=== GIVEN INFORMATION ===
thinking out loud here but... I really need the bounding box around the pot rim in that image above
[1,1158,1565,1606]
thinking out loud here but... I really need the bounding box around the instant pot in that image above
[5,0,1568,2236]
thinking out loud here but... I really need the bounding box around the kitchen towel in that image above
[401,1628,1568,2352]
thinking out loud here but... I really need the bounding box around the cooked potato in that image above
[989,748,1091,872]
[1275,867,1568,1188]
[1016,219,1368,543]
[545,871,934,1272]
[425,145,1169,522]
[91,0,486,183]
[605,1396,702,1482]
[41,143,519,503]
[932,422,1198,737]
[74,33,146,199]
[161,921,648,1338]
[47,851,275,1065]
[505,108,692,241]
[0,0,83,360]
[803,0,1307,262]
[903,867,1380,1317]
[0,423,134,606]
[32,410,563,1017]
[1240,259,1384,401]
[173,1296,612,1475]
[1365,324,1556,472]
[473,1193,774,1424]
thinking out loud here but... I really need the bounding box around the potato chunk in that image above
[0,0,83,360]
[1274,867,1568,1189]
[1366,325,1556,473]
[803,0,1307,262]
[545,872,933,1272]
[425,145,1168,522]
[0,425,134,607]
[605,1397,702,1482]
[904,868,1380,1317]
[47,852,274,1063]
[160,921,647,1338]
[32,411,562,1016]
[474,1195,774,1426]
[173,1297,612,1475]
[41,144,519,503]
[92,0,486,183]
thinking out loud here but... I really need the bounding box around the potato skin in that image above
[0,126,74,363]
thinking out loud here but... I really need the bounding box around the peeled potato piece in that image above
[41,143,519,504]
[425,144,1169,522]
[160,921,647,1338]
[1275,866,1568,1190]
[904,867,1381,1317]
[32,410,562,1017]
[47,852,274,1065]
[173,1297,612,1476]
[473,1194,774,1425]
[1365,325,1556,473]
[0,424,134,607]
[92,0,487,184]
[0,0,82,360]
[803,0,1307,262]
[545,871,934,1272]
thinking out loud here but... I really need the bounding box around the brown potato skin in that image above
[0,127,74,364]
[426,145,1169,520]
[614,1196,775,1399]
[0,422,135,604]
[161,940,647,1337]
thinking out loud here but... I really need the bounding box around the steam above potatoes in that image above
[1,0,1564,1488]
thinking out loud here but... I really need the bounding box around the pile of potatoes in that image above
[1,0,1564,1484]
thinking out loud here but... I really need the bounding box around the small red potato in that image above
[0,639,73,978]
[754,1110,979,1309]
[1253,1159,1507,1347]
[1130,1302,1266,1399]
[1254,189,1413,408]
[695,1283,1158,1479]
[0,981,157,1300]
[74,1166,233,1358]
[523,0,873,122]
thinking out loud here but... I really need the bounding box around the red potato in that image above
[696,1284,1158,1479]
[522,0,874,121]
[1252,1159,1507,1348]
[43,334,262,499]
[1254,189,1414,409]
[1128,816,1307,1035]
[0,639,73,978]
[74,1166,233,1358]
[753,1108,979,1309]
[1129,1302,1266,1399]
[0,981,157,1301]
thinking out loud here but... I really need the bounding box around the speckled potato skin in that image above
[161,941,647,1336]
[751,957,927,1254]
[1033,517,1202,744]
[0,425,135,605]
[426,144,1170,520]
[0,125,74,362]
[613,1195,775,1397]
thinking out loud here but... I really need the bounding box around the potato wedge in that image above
===
Each record must be reproduced exactly. Keep every one.

§ **ANSWER AREA**
thinking out loud here but... I really need the bounding box around the pot rim in that image above
[1,1158,1565,1606]
thinking out loud here but... I really need the bounding box around the instant pot in that image above
[5,0,1568,2236]
thinking out loud here but... I really need the bounding box around the kitchen towel in that image above
[401,1628,1568,2352]
thinking out loud here but... I really need the bounding box around the cooked potato in that image above
[989,748,1091,872]
[1275,867,1568,1188]
[1016,219,1368,543]
[545,871,934,1272]
[425,145,1169,522]
[91,0,486,183]
[605,1396,702,1482]
[41,143,519,503]
[932,422,1198,737]
[74,33,146,199]
[161,921,648,1338]
[47,851,275,1065]
[505,108,692,241]
[0,0,83,360]
[803,0,1307,262]
[903,867,1380,1317]
[0,423,134,606]
[32,410,563,1017]
[1240,259,1384,401]
[173,1296,612,1475]
[1365,324,1556,472]
[473,1193,774,1424]
thinking out loud here but... I really need the bounding box around the potato chunk in that image above
[0,0,83,360]
[1274,867,1568,1189]
[1366,325,1556,473]
[803,0,1307,262]
[545,872,933,1272]
[425,145,1168,522]
[0,425,134,607]
[605,1397,702,1482]
[904,868,1380,1317]
[47,852,274,1063]
[160,921,647,1338]
[32,411,562,1016]
[474,1195,774,1426]
[173,1297,612,1475]
[41,144,519,503]
[92,0,486,183]
thinking out loud here but... I really need the bounding box around the potato skin in that image above
[0,126,74,363]
thinking out loud here but... I really need the bounding box around the peeled potato piece in that image above
[41,143,519,504]
[425,144,1169,522]
[160,921,647,1338]
[1275,866,1568,1190]
[904,867,1381,1317]
[32,410,562,1017]
[47,852,274,1065]
[173,1297,612,1476]
[473,1194,774,1425]
[1365,325,1556,473]
[0,424,134,607]
[92,0,487,184]
[0,0,82,360]
[803,0,1307,262]
[545,871,934,1272]
thinking out loud here but... I really need the bounding box around the brown potato skin in that image above
[0,127,74,364]
[426,145,1169,520]
[614,1196,775,1399]
[0,422,135,604]
[161,940,647,1337]
thinking out loud here but... I really need the bounding box around the steam above potatoes in that image above
[1,0,1564,1488]
thinking out loud here but... I really need the bounding box around the pile of potatoes in that image above
[1,0,1564,1484]
thinking out loud here but... I really need the bounding box around the small red potato in that image above
[0,639,73,978]
[754,1110,979,1309]
[1253,1159,1507,1347]
[1130,1302,1266,1399]
[1254,189,1413,408]
[695,1283,1158,1479]
[0,981,157,1300]
[74,1166,233,1358]
[523,0,873,122]
thinking out loud here but... I really need the bounding box around the red potato in that image above
[696,1284,1158,1479]
[522,0,874,121]
[1252,1159,1507,1348]
[43,334,262,499]
[1254,189,1414,409]
[1128,816,1307,1035]
[0,639,73,978]
[74,1166,233,1358]
[753,1108,979,1309]
[1129,1302,1266,1399]
[0,981,157,1301]
thinking out loud here but... I really need the bounding box around the speckled potato skin in that image above
[161,941,647,1336]
[751,957,927,1254]
[1033,517,1202,744]
[0,425,135,605]
[426,144,1170,520]
[0,125,74,362]
[613,1195,775,1397]
thinking out loud here but... I really need the bounding box around the potato wedge in that image above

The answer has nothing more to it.